---------- QUOTED PASSAGE ----------

This is a spot where understanding the use cases for your connector data can be very important. If for example you are interested in processing a users Twitter data in exact order, using the status id is the wrong key. You would want to use the users id as the key to ensure that the users data always lands in the same partition. This or manually assign the partition to when you create the SourceRecord.

Values are the bulk of your data.

This is where the bulk of the data is represented in a connector. It is really important to convert your data to the proper schema and java types. For example if your data has Timestamp that is mapped to java.util.data in java. Convert the data in the connector and store it strongly typed. This will benefit the consumers of your plugin, and the framework can assist by storing the data in the most optimized way possible. I created the connect-utils project to help with this conversion. The Parser class is a configurable way to handle a lot of this type conversion.

The twitter example is a very complex example because I want to express as much of the status and user objects as possible. The schema is defined in the StatusConverter class. It is made of up a userSchema, placeSchema, geoLocationSchema, and the parent statusSchema. In AVRO form this translates to a 700 line schema.

Connectors

Hopefully you are still here. That was a wall of text. Connectors are why you are here. So far we have gone over how to define you configuration and your schema. Now we are getting to the fun part of actually doing something with out data. There are two types of connectors Source and Sink.

Source connectors are for extracting data into Kafka from a source system. Source connectors are used to convert data from their source to a Schema and a SourceRecord For example this could be reading a database with JDBC and converting each row to a SourceRecord.

Sink connectors are for loading data from Kafka into a target system. Sink connectors convert a Schema and a SinkRecord to a datatype that is specific to the system being implemented. For example for a JDBC Sink connector you would convert each SinkRecord into a write into the target table.

Exceptions

Handling the exceptions that come from your source or target system is important. You need to have a solid understanding of what exceptions are recoverable and what should stop the connector. If you are throwing exceptions try to be as descriptive as possible. It is a win when someone is able to read your exception message, or log messages until the exception and decipher the fix rather than reading the code. Clearly explaining the issue means less implementation time for the user, and less issues added to your project.

Hard exceptions - Oh man we're busted

For example if your connector is authenticating to a system with a username and password. If you receive an exception stating that the authentication failed, this is typically not an exception that can be corrected by retrying. Continuing to attempt to connect could potentially cause an account to be locked out. This is problematic. Throwing a runtime exception like ConnectException will cause the connector to enter a failed state. With proper monitoring this will alert the operators that there is an issue.

----------

→ **WHAT IS EXPECTED**:
Answer these about the connector guide:
1. To process a user's Twitter data in exact order, what should be used as the key?
2. Which class defines the schema in the Twitter example?
3. What state does a connector enter when a runtime exception like ConnectException is thrown?
The records have nothing to do with the connector guide.

---------- DATASET ----------

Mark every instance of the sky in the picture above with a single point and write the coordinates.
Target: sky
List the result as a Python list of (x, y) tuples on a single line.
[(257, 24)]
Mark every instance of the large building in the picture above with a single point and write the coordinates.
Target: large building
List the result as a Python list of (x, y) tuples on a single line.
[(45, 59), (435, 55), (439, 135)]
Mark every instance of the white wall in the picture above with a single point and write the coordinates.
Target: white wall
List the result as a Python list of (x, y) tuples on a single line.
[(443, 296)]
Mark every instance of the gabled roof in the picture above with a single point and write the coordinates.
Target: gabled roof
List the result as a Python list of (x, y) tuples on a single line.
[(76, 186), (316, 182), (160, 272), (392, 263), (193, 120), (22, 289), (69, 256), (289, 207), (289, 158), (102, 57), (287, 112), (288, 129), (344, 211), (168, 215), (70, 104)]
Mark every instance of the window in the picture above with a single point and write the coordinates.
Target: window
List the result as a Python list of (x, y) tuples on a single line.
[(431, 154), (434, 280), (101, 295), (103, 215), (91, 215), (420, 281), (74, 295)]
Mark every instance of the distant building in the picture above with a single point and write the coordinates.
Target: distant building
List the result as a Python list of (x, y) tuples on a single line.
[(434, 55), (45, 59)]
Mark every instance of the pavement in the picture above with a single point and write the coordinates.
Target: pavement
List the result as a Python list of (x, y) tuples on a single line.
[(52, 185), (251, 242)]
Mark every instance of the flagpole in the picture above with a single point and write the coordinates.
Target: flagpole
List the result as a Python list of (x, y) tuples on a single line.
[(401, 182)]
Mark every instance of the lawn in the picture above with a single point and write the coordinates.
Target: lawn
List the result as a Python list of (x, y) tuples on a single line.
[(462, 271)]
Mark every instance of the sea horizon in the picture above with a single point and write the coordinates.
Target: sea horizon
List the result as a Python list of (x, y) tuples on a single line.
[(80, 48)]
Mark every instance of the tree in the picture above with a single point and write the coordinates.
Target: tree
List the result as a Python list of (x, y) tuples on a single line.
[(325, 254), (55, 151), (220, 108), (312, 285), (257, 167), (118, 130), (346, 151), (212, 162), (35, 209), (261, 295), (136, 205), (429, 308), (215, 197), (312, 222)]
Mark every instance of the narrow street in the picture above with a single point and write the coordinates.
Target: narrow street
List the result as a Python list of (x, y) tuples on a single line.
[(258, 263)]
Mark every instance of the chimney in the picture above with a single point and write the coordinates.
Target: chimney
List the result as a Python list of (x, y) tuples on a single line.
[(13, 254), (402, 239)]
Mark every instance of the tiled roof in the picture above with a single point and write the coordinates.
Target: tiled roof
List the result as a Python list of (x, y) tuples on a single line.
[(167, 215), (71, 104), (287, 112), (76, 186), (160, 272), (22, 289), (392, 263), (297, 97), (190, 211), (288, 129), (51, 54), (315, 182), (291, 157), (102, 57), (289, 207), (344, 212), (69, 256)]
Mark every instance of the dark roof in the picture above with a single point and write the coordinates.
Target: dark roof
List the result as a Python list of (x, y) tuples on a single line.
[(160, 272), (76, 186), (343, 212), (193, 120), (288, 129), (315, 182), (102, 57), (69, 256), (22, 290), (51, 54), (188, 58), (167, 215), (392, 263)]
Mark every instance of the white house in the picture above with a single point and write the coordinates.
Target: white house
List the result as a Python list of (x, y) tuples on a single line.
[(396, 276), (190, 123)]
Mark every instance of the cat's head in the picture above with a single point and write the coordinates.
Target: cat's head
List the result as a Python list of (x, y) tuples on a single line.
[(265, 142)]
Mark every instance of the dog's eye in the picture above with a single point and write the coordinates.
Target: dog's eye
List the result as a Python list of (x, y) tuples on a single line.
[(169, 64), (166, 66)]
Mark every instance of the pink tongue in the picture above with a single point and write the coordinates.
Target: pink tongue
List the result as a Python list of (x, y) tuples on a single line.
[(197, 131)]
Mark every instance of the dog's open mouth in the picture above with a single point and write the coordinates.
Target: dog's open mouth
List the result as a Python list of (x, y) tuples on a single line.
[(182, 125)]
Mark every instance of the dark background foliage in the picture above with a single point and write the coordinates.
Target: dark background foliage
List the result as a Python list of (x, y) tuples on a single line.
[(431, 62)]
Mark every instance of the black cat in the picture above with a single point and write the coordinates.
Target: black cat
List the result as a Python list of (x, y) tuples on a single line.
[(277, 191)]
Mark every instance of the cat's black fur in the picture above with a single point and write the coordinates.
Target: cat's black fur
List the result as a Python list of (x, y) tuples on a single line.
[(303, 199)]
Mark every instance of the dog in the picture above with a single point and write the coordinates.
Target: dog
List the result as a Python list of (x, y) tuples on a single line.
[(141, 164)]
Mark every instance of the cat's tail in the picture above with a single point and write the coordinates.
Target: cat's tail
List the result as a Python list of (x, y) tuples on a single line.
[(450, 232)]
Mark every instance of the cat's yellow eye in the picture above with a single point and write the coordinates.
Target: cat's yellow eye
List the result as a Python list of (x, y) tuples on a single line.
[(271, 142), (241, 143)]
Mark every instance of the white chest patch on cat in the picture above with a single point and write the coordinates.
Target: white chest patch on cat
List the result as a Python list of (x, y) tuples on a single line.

----------

→ **THE SOLUTION**:
1. The user's id.
2. The StatusConverter class.
3. A failed state.